> _JOB_: Repeat each of the records below line for line, changing nothing.

> _RAW RECORDS_:
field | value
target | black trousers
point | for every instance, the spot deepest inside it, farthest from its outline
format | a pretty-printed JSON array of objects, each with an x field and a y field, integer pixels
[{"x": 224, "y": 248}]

> _SOLUTION_:
field | value
target | black trousers
point | for every instance, the spot deepest inside it, farthest from its outline
format | a pretty-printed JSON array of objects, each with an x field and a y field, integer pixels
[{"x": 224, "y": 248}]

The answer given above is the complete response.